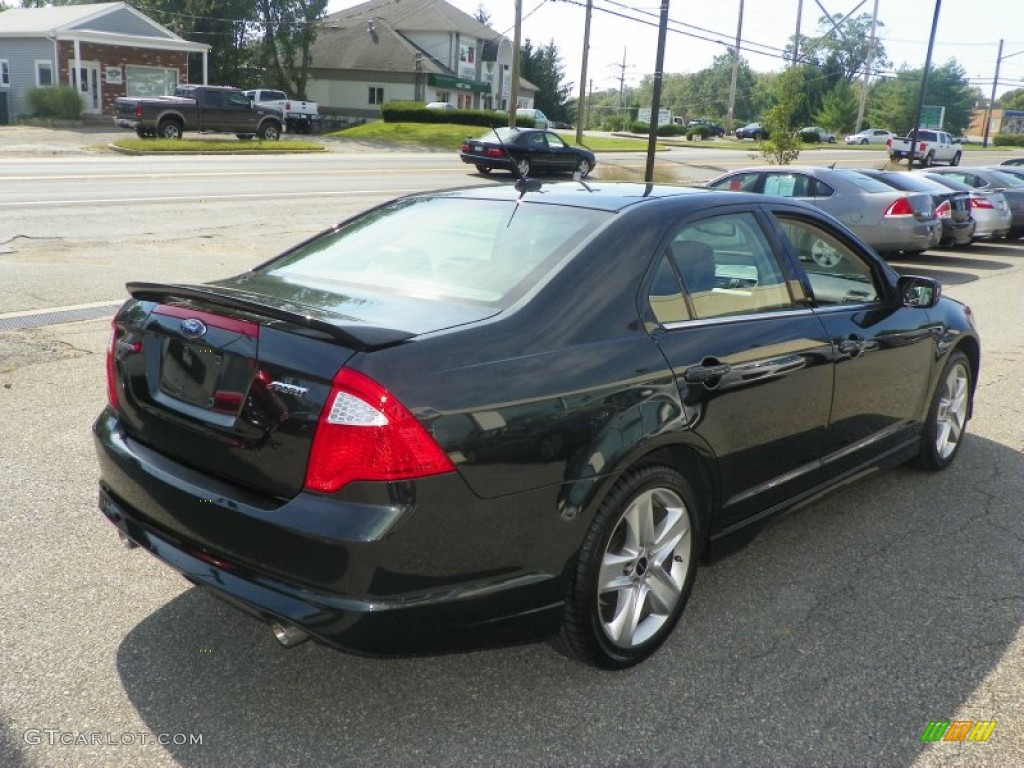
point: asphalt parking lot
* * *
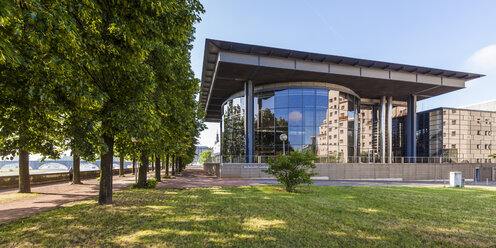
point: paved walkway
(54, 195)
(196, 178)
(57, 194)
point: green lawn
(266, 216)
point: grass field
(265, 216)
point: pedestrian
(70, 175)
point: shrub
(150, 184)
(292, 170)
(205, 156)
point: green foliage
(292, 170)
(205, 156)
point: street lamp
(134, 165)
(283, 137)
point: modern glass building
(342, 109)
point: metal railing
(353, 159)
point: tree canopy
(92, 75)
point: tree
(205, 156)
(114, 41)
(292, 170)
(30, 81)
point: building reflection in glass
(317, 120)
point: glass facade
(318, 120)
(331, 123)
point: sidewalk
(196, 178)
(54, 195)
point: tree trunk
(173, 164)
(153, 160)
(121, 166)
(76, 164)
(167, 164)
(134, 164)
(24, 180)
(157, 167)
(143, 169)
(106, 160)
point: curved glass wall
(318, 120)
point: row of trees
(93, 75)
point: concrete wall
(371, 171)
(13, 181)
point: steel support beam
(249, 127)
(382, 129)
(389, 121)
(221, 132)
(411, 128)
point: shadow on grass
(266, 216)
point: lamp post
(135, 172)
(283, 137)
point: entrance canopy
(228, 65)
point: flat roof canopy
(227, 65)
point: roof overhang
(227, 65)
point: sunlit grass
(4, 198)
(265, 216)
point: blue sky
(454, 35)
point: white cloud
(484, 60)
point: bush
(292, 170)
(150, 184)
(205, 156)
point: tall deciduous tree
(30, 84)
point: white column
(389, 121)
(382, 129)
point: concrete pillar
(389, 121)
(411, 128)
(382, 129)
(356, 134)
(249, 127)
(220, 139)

### Do this
Pull every line from the records above that contains the string "green". Count a line only if the case matches.

### Reply to the exercise
point: green lawn
point: green foliage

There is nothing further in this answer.